* [ESERCIZIO SCRITTO]: Ricopia parola per parola l'intero brano sulla lettera di don Albertario a Madre Laura, riportato più avanti.

Il grande favore con il quale don Albertario accolse la generosità di Madre Laura è testimoniato dalla grata lettera che egli le indirizzò il 26 novembre 1889:

«Madre reverenda,

le sono riconoscentissimo della sua venerata lettera del 24 corr. in risposta alla mia, della benevola premura che mi dimostra, dei consigli che mi dà, della promessa del segreto, delle speranze che mi fa concepire.

S. E. Monsignor di Pavia mi chiamò da Lui e mi disse del Rancari e del Paganuzzi, e riconoscemmo d’accordo che io facessi un appello pubblico per avere dalla generosità di amici i mezzi per soddisfarli. Per mia parte, non lo disse a V. M. per non essere noioso, ma devo a persona che me li diede nel periodo dal giugno all’ottobre 1888, lire 6.000 senza contare gli interessi e ho altre 7.000 circa di debiti tutti relativi al giornale, senza contare che l’anno scorso in novembre mi sono impoverito di tutto il mio, anche del necessario per vivere. Ora, mi sono quotizzato il mio onorario per tacitare alcuno dei creditori (sono quattro), ma non so quando riuscirò a soddisfare e la assicuro, Rev.da Madre, che vivo parcamente colla mia buona sorella e ho dovuto sospendere le spese pur necessarie che sostenevo per tre miei nipoti orfani e poveri e per una sorella vedova priva di tutto e con due figli. Nessuno può conoscere che sorta di sacrifici e di amarezze ho io provati e non parlo più con nessuno perché l’umiliazione di rifiuti non mi turba, ben sapendo che honestas et paupertas a Deo sunt, ma non so reggere alla umiliazione di non essere creduto o di sentirmi dire che della mia povertà è mia la colpa.

Il vescovo stesso di Pavia mi ha detto: “Se non potete aiutare i nipoti, non aiutateli” e sono orfani e si soccorrono gli schiavi d’Africa, questa frase mi ha rotto il cuore.

* [DATI FORNITI]:
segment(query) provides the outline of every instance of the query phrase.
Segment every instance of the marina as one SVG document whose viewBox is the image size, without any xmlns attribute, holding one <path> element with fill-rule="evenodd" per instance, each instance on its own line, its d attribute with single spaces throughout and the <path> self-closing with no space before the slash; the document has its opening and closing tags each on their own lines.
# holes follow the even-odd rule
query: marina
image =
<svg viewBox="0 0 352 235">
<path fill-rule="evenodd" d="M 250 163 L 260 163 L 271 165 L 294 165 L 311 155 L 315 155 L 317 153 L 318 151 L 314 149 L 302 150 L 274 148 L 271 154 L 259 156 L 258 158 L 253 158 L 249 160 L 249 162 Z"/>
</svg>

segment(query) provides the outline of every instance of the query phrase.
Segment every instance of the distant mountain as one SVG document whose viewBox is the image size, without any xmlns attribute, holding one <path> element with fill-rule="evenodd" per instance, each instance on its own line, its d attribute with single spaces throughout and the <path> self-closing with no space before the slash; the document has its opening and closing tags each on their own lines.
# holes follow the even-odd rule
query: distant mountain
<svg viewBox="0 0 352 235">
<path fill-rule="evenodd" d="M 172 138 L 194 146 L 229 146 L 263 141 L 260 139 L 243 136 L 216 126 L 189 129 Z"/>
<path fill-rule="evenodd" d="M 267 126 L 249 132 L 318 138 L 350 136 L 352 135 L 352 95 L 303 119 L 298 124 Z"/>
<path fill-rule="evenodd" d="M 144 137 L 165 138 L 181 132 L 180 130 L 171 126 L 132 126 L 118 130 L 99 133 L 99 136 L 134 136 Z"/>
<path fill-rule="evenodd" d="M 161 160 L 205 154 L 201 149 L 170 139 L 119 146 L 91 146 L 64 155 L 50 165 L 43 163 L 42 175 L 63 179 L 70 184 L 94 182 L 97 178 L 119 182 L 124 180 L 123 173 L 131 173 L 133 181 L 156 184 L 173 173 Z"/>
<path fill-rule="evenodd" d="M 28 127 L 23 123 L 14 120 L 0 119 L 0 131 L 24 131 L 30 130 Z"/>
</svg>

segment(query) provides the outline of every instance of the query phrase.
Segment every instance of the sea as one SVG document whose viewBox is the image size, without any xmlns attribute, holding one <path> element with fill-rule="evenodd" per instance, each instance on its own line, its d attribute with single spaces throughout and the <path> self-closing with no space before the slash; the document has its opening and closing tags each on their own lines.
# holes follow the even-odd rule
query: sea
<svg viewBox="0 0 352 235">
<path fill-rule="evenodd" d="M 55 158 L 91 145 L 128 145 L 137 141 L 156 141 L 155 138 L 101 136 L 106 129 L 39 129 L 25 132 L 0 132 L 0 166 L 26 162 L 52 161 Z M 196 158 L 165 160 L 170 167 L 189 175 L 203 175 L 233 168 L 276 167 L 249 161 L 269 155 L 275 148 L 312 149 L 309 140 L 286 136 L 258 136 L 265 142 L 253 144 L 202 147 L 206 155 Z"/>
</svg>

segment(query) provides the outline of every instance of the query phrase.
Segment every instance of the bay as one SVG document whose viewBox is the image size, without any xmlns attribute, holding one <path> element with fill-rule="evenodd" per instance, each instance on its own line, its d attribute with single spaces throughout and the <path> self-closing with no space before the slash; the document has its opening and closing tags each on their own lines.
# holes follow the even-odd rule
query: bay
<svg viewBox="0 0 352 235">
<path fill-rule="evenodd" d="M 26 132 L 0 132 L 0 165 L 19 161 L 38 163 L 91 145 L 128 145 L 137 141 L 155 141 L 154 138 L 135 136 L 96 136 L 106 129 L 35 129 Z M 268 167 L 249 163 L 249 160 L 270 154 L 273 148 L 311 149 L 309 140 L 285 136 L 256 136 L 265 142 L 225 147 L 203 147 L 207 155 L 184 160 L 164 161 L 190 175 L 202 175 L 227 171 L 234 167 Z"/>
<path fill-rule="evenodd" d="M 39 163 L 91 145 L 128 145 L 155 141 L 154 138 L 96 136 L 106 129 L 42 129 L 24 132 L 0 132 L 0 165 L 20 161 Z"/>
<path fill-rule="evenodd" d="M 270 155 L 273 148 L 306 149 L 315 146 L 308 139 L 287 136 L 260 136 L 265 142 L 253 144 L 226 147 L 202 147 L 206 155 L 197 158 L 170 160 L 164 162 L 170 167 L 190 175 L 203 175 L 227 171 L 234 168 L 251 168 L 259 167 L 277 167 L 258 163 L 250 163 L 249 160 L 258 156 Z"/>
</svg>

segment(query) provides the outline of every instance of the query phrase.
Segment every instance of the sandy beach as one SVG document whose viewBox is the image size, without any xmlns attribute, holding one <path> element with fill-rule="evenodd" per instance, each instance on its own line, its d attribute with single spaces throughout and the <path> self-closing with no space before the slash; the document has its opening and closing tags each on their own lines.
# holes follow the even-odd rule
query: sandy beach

* [RISPOSTA ALL'ESERCIZIO]:
Il grande favore con il quale don Albertario accolse la generosità di Madre Laura è testimoniato dalla grata lettera che egli le indirizzò il 26 novembre 1889:

«Madre reverenda,

le sono riconoscentissimo della sua venerata lettera del 24 corr. in risposta alla mia, della benevola premura che mi dimostra, dei consigli che mi dà, della promessa del segreto, delle speranze che mi fa concepire.

S. E. Monsignor di Pavia mi chiamò da Lui e mi disse del Rancari e del Paganuzzi, e riconoscemmo d’accordo che io facessi un appello pubblico per avere dalla generosità di amici i mezzi per soddisfarli. Per mia parte, non lo disse a V. M. per non essere noioso, ma devo a persona che me li diede nel periodo dal giugno all’ottobre 1888, lire 6.000 senza contare gli interessi e ho altre 7.000 circa di debiti tutti relativi al giornale, senza contare che l’anno scorso in novembre mi sono impoverito di tutto il mio, anche del necessario per vivere. Ora, mi sono quotizzato il mio onorario per tacitare alcuno dei creditori (sono quattro), ma non so quando riuscirò a soddisfare e la assicuro, Rev.da Madre, che vivo parcamente colla mia buona sorella e ho dovuto sospendere le spese pur necessarie che sostenevo per tre miei nipoti orfani e poveri e per una sorella vedova priva di tutto e con due figli. Nessuno può conoscere che sorta di sacrifici e di amarezze ho io provati e non parlo più con nessuno perché l’umiliazione di rifiuti non mi turba, ben sapendo che honestas et paupertas a Deo sunt, ma non so reggere alla umiliazione di non essere creduto o di sentirmi dire che della mia povertà è mia la colpa.

Il vescovo stesso di Pavia mi ha detto: “Se non potete aiutare i nipoti, non aiutateli” e sono orfani e si soccorrono gli schiavi d’Africa, questa frase mi ha rotto il cuore.